### [What to work on]
Reproduce the passage on why people skip vaccines word for word, starting with "Fear. Misinformation. Distrust." and going on through "psychology of autism.".

### [Document passage]
Why? Why would anyone not prevent a disease when it’s so easily preventable?
Fear. Misinformation. Distrust.
Any one who is a parent knows that “mama bear” instinct. We all want to protect our child. An epidemiologist friend, a strong believer in vaccination, said she wanted to grab her child and run when the nurse brought out the needles at her baby’s two-month doctor’s visit. But she knew the greater protection came with vaccination.
It’s hard to see our kids suffer. It’s even harder to see them suffer when we don’t understand the cause. Dr. Peter Hotez, Director of the Sabin Vaccine Institute, has a child with profound autism. If any one knows first hand the challenges of an autistic child, it’s him. Yet, he leads the world’s experts in vaccine development and research while another one of his children studies the developmental psychology of autism.
It’s easy to call upon the Andrew Wakefields and Jenny McCarthys of the world when asking why people choose not to vaccinate. Yet, the public health community is also responsible. We failed to communicate the importance of vaccines. We failed to present the science in such a way that people would understand – really understand how important these vaccines are. Despite all the scientific evidence to the contrary, it’s hard to convince people once they’ve been scared into believing something, and now we have an uphill battle.

### [Dataset content]

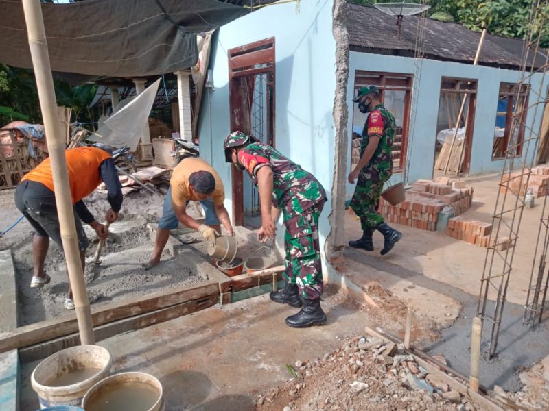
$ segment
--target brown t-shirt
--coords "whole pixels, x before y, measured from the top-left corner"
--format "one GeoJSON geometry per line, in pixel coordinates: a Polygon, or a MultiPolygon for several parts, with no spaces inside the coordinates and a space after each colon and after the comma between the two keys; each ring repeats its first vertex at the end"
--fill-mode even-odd
{"type": "Polygon", "coordinates": [[[225,200],[225,189],[219,175],[213,168],[202,158],[189,158],[181,160],[174,169],[170,185],[172,186],[172,201],[176,206],[185,208],[188,200],[198,201],[191,195],[189,188],[189,177],[195,171],[209,171],[215,179],[215,188],[212,193],[213,203],[223,204],[225,200]]]}

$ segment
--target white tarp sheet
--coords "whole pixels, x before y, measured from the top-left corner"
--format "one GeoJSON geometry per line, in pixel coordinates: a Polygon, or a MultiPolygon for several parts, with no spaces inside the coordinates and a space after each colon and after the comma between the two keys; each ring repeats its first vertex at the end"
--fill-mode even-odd
{"type": "Polygon", "coordinates": [[[154,97],[160,84],[160,79],[149,86],[137,96],[131,97],[128,103],[105,120],[97,132],[88,138],[113,147],[128,146],[132,151],[137,149],[143,129],[148,125],[149,113],[154,103],[154,97]]]}

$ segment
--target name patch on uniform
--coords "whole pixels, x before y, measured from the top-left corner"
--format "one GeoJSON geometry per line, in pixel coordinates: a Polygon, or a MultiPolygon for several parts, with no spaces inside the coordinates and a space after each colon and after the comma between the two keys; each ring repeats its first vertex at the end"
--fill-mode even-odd
{"type": "Polygon", "coordinates": [[[371,134],[383,134],[383,117],[379,111],[375,111],[370,113],[368,117],[368,135],[371,134]]]}

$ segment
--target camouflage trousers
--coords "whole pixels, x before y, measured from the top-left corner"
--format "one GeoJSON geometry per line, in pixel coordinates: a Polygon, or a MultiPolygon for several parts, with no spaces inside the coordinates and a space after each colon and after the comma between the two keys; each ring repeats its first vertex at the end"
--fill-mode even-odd
{"type": "Polygon", "coordinates": [[[324,288],[318,242],[318,218],[323,206],[323,202],[318,203],[285,223],[284,278],[296,284],[300,296],[306,299],[320,298],[324,288]]]}
{"type": "Polygon", "coordinates": [[[377,212],[377,209],[384,182],[383,179],[379,182],[369,179],[364,173],[358,176],[351,208],[360,218],[362,231],[373,230],[383,223],[383,216],[377,212]]]}

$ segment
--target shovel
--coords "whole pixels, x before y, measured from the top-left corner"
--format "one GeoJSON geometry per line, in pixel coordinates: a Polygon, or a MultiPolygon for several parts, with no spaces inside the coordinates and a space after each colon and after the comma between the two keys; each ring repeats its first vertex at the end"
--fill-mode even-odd
{"type": "MultiPolygon", "coordinates": [[[[106,228],[107,230],[108,230],[109,225],[110,225],[110,223],[108,221],[105,223],[105,228],[106,228]]],[[[95,250],[95,255],[93,256],[93,260],[92,260],[92,262],[95,264],[101,264],[99,258],[101,256],[101,251],[103,249],[103,246],[105,245],[106,240],[106,238],[105,238],[104,240],[99,240],[99,244],[97,244],[97,249],[95,250]]]]}

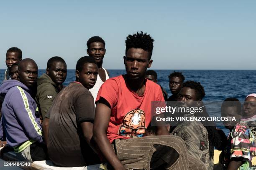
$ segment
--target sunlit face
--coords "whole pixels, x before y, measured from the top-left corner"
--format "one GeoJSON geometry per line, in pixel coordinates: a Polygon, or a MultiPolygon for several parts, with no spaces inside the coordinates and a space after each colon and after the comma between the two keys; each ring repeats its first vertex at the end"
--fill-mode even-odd
{"type": "Polygon", "coordinates": [[[130,79],[136,80],[145,78],[148,68],[151,67],[152,60],[148,60],[148,52],[141,48],[131,48],[124,56],[126,74],[130,79]]]}
{"type": "Polygon", "coordinates": [[[182,85],[182,80],[178,77],[172,77],[169,80],[169,87],[172,93],[179,93],[182,85]]]}
{"type": "Polygon", "coordinates": [[[97,75],[98,67],[94,63],[86,62],[81,71],[76,70],[77,79],[87,89],[93,87],[97,75]]]}
{"type": "Polygon", "coordinates": [[[5,58],[5,64],[9,69],[14,63],[18,64],[21,60],[19,57],[19,53],[17,52],[8,52],[5,58]]]}
{"type": "Polygon", "coordinates": [[[62,85],[67,78],[67,65],[60,61],[54,62],[46,69],[46,74],[57,85],[62,85]]]}
{"type": "Polygon", "coordinates": [[[92,42],[89,49],[87,50],[87,54],[93,57],[97,63],[102,62],[105,53],[104,45],[101,42],[92,42]]]}
{"type": "Polygon", "coordinates": [[[182,102],[184,107],[195,107],[197,102],[195,101],[198,100],[196,91],[187,87],[182,88],[178,95],[177,100],[182,102]]]}
{"type": "Polygon", "coordinates": [[[38,71],[36,64],[31,61],[26,61],[19,67],[20,81],[28,88],[36,85],[38,71]]]}

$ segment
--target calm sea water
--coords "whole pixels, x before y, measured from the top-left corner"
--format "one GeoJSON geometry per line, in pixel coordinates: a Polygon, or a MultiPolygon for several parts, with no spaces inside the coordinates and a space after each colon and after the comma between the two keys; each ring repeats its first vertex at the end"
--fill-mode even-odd
{"type": "MultiPolygon", "coordinates": [[[[125,70],[108,70],[111,77],[125,73],[125,70]]],[[[171,95],[169,87],[168,75],[173,70],[155,70],[158,75],[158,83],[171,95]]],[[[206,95],[205,101],[223,100],[228,97],[237,98],[241,101],[244,100],[247,95],[256,93],[256,70],[183,70],[185,81],[191,80],[199,81],[204,86],[206,95]]],[[[4,70],[0,70],[0,80],[3,79],[4,70]]],[[[40,76],[45,72],[40,70],[40,76]]],[[[69,70],[65,85],[75,80],[75,70],[69,70]]],[[[222,127],[226,133],[228,132],[222,127]]]]}

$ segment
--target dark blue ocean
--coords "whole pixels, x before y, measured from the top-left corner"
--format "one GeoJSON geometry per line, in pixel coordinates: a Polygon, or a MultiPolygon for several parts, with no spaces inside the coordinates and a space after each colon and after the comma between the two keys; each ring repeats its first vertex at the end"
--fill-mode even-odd
{"type": "MultiPolygon", "coordinates": [[[[125,74],[125,70],[108,70],[111,77],[125,74]]],[[[171,95],[169,88],[168,75],[173,70],[155,70],[157,73],[158,83],[171,95]]],[[[204,86],[206,95],[205,101],[221,101],[228,97],[237,98],[243,101],[247,95],[256,93],[256,70],[182,70],[185,81],[199,81],[204,86]]],[[[0,80],[3,79],[5,70],[0,70],[0,80]]],[[[45,72],[40,70],[38,76],[45,72]]],[[[69,70],[64,82],[67,85],[75,80],[74,70],[69,70]]],[[[226,133],[228,132],[222,127],[226,133]]]]}

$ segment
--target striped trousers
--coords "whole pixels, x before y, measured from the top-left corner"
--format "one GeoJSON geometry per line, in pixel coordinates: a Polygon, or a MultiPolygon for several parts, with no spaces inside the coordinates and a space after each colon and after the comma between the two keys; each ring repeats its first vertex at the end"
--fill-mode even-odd
{"type": "Polygon", "coordinates": [[[173,135],[117,139],[116,155],[126,169],[206,170],[205,165],[188,155],[184,141],[173,135]]]}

### [Solution to this task]
Fear. Misinformation. Distrust.
Any one who is a parent knows that “mama bear” instinct. We all want to protect our child. An epidemiologist friend, a strong believer in vaccination, said she wanted to grab her child and run when the nurse brought out the needles at her baby’s two-month doctor’s visit. But she knew the greater protection came with vaccination.
It’s hard to see our kids suffer. It’s even harder to see them suffer when we don’t understand the cause. Dr. Peter Hotez, Director of the Sabin Vaccine Institute, has a child with profound autism. If any one knows first hand the challenges of an autistic child, it’s him. Yet, he leads the world’s experts in vaccine development and research while another one of his children studies the developmental psychology of autism.